Short exercise =
Please say what the review below reports about how many colour plates the book contains.

Extract =
——

Gavin
McLean reviews The Invention of New Zealand: Art and
national identity 1930-1970.
THE INVENTION OF NEW ZEALAND
Art & national identity 1930-1970
Francis
Pound
Auckland University Press, $75, hbk
Nearly three decades ago, Francis Pound rattled some cages in
the local art world with his shocking pink-covered book
Frames in the Land: Early Landscape Painting in New
Zealand.
Echoes of some of those stoushes resurface 25 years later in
Pound's description of Tim Garrity's criticism of the new
painters whose work was threatening to dethrone the
centrality of nature and the landscape.
The Invention of New Zealand is a big book in every
sense - 190 (sometimes frustratingly small) colour plates,
about 160,000 words by my guess, and almost as many ideas and
arguments.
Fortunately for the dedicated reader keen to check sources,
AUP has provided footnotes, not the endnotes so common today.
It's a demanding book.
In fact, there are several books in here and it has been a
long time on the stove.
If it might have sometimes benefited from a harder edit, the
weaving of Pound's intellectual growth into the book also
enhances it, making up for the occasional jumpy thought
transition and for too many "topos" and "tropes" for my
liking.
It's a punchy, passionate and often witty book.
Pound is fond of putting phrases or even entire sentences in
italics to make his point.
The title is based on comments made 20 years apart by Allen
Curnow and Colin McCahon.
The fact that one is a writer and another a poet marks this
out as an unconventional art history.

——

Records supplied =
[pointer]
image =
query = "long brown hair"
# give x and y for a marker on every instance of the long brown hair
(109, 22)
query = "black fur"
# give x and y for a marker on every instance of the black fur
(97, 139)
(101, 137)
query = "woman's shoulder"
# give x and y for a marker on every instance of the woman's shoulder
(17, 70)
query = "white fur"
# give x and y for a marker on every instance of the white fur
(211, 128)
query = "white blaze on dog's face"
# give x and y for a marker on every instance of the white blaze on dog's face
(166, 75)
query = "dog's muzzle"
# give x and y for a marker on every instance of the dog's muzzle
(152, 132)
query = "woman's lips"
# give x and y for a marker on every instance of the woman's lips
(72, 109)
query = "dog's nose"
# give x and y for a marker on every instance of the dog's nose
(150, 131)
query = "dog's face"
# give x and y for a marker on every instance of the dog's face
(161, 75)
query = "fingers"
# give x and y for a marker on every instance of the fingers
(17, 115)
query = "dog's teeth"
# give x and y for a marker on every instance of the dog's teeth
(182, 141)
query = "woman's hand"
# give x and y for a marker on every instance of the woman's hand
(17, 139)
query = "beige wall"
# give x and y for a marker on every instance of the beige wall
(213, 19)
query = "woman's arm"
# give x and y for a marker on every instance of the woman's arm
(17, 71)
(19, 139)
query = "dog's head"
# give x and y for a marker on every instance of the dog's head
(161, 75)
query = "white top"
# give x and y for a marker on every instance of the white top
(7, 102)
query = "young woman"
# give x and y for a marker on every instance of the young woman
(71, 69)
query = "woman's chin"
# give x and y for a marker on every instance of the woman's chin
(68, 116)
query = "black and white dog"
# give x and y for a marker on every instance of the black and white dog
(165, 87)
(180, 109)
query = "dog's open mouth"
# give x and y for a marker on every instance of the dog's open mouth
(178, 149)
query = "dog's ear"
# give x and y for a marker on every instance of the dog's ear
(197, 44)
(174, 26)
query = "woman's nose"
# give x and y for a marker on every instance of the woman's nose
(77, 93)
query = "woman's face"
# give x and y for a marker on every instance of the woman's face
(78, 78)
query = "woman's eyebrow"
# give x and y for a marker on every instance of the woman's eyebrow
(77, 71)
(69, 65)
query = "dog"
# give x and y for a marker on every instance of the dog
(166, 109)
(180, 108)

——

Worked answer =
The book contains 190 colour plates.